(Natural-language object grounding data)

=== Section Start ===

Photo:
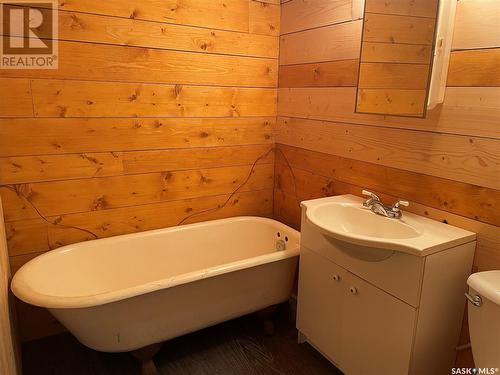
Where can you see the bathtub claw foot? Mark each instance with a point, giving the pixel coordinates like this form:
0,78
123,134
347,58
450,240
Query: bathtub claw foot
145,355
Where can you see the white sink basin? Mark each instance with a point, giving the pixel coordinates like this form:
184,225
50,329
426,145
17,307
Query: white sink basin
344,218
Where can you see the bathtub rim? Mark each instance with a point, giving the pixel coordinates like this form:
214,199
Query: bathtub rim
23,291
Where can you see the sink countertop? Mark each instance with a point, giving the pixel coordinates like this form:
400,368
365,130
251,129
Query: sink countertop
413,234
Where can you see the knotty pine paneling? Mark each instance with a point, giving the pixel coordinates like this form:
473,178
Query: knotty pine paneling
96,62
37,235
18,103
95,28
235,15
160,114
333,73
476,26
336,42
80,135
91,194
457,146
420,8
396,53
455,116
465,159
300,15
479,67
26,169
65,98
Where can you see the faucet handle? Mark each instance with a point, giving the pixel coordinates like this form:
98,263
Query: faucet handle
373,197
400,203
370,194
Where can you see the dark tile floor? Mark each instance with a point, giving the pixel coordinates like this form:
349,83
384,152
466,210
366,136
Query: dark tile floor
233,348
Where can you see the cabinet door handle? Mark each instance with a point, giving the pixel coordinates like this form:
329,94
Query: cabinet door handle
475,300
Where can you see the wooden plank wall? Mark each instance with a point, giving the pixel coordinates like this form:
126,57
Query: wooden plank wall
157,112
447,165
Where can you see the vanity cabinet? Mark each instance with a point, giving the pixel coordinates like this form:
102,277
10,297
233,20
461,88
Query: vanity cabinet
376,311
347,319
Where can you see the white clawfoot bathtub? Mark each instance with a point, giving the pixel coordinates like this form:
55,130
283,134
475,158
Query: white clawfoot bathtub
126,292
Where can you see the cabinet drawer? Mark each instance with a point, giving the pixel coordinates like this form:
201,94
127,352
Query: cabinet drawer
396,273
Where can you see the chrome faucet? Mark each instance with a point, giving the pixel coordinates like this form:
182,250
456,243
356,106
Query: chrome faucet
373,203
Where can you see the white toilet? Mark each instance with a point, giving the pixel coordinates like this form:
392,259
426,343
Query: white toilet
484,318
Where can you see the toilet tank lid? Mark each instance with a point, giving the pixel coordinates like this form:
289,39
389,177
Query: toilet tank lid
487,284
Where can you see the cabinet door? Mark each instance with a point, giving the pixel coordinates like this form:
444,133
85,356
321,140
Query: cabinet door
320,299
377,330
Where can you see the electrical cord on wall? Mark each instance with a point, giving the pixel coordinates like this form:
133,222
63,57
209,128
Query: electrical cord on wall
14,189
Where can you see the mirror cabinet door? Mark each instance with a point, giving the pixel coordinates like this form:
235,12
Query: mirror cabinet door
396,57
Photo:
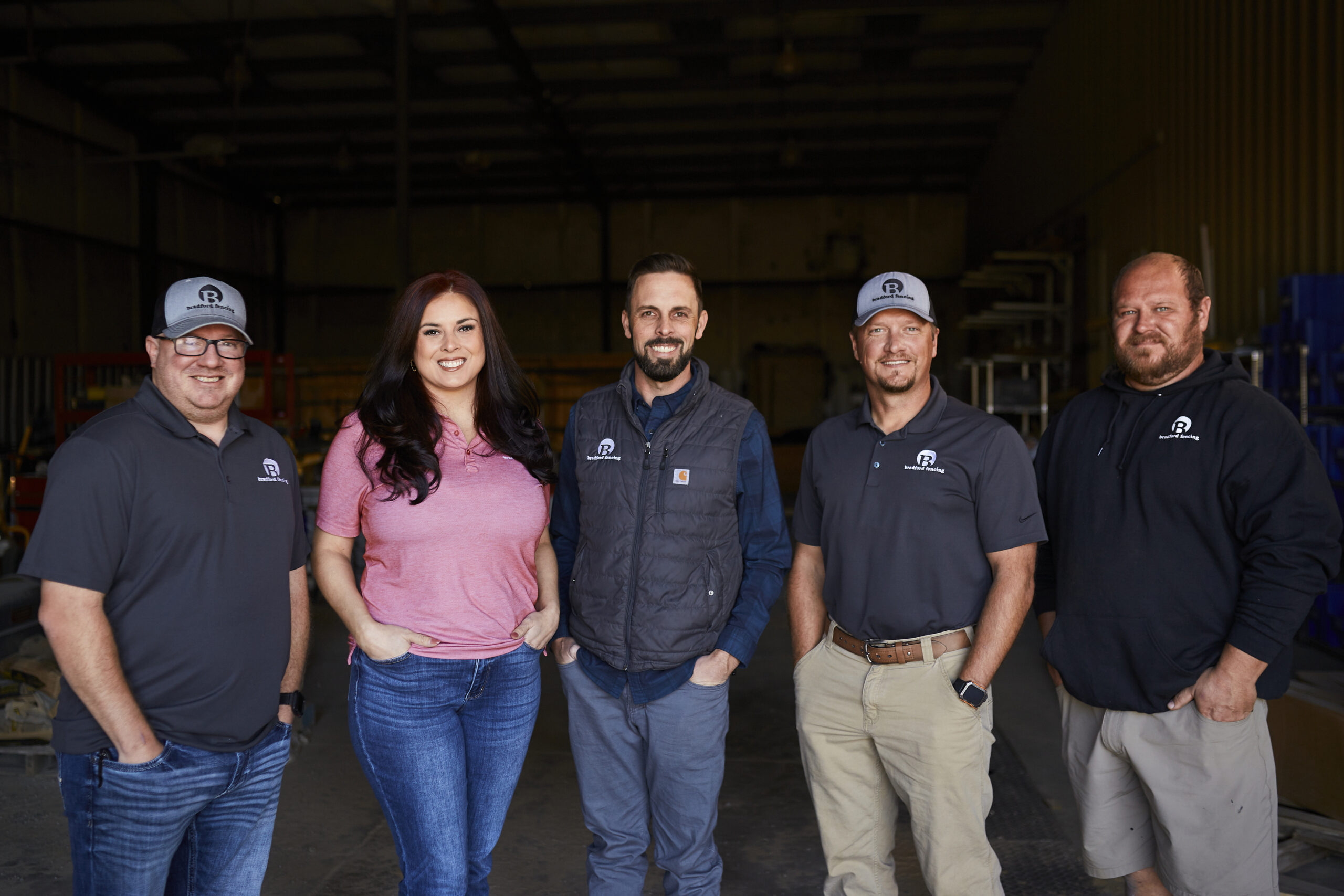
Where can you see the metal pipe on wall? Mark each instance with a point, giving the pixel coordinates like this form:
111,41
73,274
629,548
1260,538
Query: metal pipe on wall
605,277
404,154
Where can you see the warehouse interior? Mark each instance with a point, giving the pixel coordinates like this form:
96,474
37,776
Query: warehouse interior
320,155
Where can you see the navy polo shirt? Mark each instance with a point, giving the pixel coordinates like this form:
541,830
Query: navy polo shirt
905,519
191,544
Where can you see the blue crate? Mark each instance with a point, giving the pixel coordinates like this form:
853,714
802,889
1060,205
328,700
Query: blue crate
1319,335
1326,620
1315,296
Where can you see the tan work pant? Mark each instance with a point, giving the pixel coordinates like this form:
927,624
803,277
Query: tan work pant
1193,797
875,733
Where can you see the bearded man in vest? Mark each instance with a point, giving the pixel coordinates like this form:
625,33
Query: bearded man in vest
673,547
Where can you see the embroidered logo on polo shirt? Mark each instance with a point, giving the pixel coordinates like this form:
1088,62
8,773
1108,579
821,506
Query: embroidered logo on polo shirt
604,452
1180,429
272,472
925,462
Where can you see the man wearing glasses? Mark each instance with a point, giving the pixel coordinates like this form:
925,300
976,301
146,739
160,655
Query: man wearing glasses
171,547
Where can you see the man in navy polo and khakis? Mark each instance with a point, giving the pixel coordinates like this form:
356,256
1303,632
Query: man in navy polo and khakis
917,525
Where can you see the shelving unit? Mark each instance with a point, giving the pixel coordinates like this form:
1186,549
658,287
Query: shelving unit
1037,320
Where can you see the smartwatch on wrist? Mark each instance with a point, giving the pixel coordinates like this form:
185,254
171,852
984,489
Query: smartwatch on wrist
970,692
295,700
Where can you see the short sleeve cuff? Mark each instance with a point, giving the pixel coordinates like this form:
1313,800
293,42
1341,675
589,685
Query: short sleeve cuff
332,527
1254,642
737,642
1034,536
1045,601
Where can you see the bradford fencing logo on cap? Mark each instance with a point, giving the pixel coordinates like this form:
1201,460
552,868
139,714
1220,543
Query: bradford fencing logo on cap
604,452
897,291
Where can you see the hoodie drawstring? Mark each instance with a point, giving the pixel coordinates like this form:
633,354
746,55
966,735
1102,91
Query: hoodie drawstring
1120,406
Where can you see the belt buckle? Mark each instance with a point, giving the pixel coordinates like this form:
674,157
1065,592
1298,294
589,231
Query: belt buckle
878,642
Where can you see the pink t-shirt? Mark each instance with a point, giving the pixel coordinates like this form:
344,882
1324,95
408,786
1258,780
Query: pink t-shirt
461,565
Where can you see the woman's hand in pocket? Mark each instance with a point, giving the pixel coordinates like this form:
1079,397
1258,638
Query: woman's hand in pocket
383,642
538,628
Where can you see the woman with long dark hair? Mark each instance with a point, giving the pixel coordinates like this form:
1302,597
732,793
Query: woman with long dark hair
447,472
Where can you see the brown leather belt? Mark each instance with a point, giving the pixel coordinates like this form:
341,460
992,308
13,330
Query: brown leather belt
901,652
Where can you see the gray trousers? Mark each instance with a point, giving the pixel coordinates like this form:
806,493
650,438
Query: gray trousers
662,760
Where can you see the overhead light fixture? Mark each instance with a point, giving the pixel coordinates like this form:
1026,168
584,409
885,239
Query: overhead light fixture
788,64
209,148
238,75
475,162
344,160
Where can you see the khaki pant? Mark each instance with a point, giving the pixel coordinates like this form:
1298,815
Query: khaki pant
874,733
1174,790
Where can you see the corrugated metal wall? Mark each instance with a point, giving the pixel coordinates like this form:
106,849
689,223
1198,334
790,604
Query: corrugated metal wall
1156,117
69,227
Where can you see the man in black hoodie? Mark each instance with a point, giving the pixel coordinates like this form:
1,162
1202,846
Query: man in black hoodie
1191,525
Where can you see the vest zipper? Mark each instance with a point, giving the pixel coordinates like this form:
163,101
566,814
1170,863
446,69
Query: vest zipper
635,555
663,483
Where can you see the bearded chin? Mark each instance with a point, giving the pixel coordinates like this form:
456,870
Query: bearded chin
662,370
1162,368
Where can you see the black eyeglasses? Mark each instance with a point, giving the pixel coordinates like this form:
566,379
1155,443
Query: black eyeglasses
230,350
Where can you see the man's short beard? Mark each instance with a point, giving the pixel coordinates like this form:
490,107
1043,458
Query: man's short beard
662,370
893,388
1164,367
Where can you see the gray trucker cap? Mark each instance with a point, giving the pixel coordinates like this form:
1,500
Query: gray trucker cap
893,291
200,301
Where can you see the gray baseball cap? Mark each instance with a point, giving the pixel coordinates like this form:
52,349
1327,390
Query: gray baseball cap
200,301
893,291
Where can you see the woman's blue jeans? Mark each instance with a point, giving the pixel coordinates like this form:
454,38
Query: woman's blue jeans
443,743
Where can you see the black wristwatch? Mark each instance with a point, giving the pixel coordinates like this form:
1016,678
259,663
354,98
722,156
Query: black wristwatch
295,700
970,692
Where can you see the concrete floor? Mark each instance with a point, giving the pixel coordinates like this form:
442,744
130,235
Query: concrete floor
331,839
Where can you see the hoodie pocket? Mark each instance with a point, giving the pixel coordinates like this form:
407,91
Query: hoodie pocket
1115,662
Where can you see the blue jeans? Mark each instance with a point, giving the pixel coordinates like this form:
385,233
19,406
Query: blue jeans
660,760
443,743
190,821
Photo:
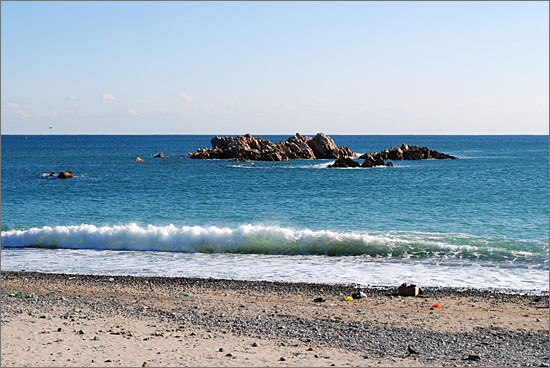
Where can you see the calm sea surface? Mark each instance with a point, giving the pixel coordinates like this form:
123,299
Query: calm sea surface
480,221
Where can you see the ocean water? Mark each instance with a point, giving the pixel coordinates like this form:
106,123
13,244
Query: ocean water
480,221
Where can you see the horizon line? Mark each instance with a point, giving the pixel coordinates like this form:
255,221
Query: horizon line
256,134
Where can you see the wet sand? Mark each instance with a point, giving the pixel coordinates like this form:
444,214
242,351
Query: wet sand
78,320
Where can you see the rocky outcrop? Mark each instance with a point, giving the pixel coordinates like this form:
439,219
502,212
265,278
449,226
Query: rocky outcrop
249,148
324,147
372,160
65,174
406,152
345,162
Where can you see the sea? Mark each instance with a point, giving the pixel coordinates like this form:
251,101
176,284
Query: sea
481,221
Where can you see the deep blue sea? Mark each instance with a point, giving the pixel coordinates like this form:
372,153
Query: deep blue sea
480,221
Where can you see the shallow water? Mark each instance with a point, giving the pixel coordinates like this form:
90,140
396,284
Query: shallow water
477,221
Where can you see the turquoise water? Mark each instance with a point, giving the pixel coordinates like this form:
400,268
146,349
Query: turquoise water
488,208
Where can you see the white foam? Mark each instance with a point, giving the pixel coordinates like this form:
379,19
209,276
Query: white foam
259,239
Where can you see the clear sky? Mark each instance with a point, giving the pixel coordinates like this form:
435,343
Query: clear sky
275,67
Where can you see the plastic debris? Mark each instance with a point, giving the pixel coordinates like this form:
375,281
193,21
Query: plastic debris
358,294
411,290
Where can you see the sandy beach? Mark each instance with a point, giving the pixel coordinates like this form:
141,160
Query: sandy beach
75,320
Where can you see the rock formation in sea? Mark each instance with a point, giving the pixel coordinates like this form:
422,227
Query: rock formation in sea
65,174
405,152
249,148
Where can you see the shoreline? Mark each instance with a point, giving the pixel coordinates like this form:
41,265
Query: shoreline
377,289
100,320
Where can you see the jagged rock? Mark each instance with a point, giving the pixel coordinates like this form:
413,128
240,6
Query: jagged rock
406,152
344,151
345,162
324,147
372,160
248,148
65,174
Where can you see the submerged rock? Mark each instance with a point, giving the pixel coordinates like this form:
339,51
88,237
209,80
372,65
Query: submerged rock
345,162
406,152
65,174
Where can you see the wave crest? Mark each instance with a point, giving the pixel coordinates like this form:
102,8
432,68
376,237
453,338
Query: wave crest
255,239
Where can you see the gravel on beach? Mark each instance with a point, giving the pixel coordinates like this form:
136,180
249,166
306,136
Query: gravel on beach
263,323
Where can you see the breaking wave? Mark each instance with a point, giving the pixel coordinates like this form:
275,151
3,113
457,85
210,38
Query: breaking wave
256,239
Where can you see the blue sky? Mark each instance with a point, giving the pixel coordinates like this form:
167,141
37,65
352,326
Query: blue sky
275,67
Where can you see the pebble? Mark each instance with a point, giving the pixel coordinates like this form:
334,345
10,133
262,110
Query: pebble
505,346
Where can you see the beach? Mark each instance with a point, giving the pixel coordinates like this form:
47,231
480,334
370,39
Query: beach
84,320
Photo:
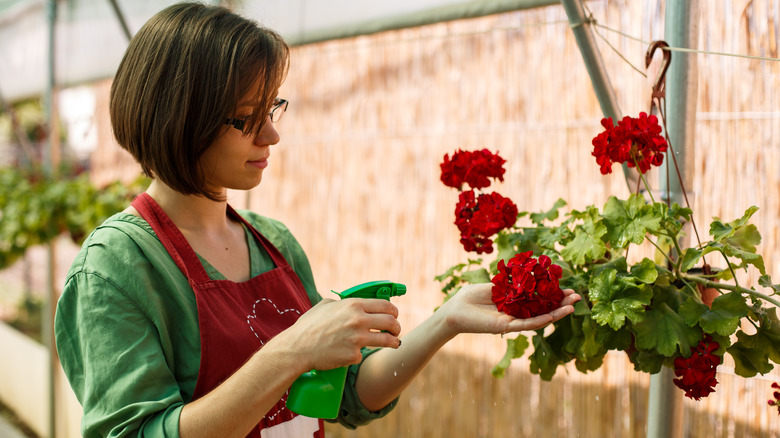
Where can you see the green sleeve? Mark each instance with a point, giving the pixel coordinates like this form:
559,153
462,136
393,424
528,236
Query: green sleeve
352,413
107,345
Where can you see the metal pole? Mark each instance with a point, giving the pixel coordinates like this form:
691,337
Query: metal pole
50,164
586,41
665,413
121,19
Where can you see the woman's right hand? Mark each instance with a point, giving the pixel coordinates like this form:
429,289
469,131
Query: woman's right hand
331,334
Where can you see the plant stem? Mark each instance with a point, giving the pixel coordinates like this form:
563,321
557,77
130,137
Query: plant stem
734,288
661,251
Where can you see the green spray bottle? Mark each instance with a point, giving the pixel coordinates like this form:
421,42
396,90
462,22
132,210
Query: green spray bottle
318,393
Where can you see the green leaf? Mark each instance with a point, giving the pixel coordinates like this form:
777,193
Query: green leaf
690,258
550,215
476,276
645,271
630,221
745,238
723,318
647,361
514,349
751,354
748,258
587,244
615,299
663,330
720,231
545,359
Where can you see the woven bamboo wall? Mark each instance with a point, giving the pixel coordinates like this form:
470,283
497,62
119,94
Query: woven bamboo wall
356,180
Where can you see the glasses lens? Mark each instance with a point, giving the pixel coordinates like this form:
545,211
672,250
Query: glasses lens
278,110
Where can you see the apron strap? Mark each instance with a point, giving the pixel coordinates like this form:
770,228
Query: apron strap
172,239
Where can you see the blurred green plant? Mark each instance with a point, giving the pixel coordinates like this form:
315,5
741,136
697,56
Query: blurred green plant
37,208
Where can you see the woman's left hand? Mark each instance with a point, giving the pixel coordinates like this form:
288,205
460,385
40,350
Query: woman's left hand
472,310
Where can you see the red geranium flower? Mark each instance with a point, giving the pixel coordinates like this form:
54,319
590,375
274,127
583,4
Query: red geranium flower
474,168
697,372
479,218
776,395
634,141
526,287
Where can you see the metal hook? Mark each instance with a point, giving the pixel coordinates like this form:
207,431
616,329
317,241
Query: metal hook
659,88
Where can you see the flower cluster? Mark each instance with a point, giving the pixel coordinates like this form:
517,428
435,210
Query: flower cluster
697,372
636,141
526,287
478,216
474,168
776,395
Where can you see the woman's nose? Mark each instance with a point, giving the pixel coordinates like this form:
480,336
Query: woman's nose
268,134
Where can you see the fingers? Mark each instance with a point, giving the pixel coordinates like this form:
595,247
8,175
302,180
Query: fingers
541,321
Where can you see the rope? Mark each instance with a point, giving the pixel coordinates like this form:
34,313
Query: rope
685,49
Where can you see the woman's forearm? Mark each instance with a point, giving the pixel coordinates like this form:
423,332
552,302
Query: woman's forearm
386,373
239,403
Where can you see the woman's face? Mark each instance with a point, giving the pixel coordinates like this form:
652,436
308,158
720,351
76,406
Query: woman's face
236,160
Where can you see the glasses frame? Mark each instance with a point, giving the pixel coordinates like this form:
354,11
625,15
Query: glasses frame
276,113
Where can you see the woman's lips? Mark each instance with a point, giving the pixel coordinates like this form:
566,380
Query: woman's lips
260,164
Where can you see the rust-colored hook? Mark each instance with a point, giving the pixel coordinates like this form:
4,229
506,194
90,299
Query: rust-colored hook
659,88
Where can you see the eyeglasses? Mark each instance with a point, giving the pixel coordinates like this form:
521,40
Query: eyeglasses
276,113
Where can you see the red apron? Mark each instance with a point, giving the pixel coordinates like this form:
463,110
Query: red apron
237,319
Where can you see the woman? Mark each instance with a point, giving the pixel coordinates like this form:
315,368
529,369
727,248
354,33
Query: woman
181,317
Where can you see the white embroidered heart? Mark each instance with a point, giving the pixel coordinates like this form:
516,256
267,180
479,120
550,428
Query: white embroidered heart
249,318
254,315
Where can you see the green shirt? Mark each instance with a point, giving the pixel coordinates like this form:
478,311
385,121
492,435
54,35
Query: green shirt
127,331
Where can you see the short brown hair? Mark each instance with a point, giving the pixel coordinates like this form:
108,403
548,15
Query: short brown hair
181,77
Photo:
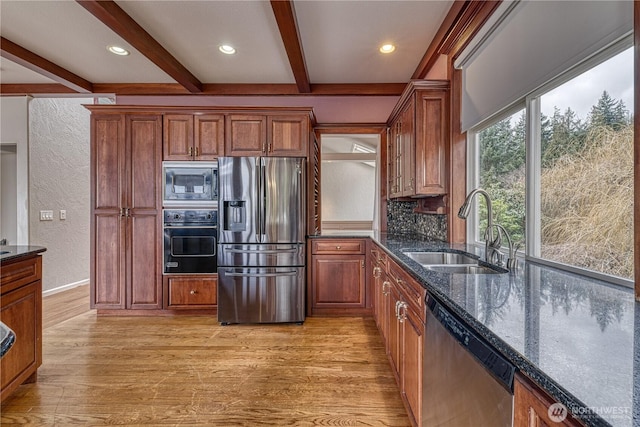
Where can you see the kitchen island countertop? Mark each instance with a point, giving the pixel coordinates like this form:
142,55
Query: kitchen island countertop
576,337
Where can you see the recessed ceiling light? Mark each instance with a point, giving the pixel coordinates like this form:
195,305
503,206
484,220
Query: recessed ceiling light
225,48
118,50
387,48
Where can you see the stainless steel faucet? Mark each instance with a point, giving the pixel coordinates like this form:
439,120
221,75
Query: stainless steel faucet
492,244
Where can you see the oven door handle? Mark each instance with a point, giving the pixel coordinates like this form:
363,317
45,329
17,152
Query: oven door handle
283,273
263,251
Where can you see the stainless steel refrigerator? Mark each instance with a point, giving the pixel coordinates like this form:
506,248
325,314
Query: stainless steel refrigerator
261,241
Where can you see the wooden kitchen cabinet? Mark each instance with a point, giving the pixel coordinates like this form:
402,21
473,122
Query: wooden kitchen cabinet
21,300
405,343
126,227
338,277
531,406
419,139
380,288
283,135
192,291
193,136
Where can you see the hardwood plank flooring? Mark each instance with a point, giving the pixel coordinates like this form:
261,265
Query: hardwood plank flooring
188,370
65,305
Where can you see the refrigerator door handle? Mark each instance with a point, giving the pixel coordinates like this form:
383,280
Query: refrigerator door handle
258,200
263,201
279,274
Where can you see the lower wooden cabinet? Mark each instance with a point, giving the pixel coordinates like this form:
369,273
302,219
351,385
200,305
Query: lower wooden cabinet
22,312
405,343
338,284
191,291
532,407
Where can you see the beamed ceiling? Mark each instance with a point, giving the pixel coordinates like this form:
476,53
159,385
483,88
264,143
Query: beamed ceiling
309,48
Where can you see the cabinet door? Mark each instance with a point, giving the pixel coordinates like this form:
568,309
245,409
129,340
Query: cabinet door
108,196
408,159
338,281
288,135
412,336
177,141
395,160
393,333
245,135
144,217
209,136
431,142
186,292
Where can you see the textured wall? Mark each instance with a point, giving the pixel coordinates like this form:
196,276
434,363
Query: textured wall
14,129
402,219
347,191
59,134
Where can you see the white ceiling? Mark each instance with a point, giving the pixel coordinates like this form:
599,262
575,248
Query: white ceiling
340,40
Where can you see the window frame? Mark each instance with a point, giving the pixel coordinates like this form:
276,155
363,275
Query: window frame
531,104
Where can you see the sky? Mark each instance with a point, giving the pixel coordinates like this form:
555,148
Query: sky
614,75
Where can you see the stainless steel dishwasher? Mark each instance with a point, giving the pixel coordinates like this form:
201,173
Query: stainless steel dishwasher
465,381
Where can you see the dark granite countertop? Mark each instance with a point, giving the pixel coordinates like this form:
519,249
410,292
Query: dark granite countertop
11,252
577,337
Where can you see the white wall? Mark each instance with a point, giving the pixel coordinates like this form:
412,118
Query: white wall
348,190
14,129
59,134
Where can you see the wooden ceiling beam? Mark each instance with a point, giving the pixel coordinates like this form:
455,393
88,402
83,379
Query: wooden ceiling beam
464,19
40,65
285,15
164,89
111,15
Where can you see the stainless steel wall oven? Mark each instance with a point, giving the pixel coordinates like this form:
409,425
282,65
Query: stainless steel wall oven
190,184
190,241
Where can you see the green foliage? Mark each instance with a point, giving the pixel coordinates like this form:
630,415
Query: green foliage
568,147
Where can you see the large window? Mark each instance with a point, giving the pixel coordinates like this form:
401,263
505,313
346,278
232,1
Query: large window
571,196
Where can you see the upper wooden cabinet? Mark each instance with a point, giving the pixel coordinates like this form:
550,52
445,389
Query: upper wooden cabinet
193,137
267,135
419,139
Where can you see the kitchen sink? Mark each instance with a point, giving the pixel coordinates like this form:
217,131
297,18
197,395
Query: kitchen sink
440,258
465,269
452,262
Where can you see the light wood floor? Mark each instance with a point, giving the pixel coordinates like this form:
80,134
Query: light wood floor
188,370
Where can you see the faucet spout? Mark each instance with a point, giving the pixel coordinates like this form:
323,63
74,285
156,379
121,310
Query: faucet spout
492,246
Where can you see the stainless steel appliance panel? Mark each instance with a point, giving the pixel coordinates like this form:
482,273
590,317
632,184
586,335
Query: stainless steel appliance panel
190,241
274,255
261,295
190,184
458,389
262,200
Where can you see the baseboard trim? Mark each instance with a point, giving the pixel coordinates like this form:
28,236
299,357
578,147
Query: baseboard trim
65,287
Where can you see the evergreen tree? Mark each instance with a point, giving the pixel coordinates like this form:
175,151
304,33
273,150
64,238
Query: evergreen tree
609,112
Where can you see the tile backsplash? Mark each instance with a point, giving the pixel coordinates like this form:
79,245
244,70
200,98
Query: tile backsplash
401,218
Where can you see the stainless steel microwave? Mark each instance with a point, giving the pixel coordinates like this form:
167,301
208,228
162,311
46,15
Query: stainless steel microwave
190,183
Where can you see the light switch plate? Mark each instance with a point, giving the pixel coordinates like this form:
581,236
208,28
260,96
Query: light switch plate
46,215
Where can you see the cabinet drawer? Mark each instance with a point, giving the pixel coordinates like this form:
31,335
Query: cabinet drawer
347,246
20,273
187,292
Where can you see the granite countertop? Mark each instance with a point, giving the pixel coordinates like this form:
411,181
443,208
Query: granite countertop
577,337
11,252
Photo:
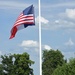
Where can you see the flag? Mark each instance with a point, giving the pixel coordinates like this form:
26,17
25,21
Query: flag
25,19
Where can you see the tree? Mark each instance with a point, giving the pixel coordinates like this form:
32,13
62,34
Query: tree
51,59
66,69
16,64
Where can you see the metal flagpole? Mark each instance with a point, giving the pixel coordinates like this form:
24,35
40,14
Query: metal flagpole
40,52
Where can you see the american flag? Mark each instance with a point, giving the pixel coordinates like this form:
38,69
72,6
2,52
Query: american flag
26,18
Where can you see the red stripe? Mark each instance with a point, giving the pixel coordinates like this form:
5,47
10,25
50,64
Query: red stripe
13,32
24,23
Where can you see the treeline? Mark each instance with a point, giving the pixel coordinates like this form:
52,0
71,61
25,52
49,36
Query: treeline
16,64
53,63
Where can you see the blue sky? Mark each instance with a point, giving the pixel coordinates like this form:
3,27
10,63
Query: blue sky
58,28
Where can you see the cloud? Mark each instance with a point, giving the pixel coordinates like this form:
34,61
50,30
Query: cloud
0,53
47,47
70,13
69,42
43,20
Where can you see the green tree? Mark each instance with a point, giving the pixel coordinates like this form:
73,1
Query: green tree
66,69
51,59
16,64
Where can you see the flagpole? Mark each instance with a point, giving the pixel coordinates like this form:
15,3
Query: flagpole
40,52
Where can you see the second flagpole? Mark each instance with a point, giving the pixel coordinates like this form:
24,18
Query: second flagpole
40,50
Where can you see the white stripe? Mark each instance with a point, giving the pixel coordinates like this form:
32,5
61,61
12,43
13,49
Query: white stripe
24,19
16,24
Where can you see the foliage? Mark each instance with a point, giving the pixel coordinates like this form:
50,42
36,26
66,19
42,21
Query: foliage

=== Section End ===

-- What is expected --
Both the line containing "Query: woman's nose" and the line containing "Where can you see the rust-colored" belong in the answer. Print them and every line above that falls between them exactly, and no others.

-- Result of this exercise --
Query: woman's nose
268,134
Where can you see the fingers? Mark each instance with a point, giving the pixel coordinates like this form:
595,247
8,175
302,180
Query: fingers
541,321
Where can you see the rope? Mark each instance with a point, giving the pixel coordinates like this form:
34,313
Query: rope
685,49
Where can you see the woman's forearm? Mark each instance with a point, giving the pixel coordinates like this form:
423,332
552,302
Query: woman's forearm
386,373
239,403
Where can you see the woman's face? Mark each instance with a point, giving the pixel coordinates like this form:
652,436
308,158
720,351
76,406
Query: woman's face
236,160
Where can you see the glasses frame? Mark each instance with a point, giving the pixel coordinates like this form:
354,11
625,15
Query: glasses frame
276,113
Where can you see the woman's lips? Mark each instance with a point, giving the pixel coordinates like this form:
566,380
Query: woman's lips
260,164
Where can you see the rust-colored hook? Mark each instance with a point, giving the pixel coordinates like this form:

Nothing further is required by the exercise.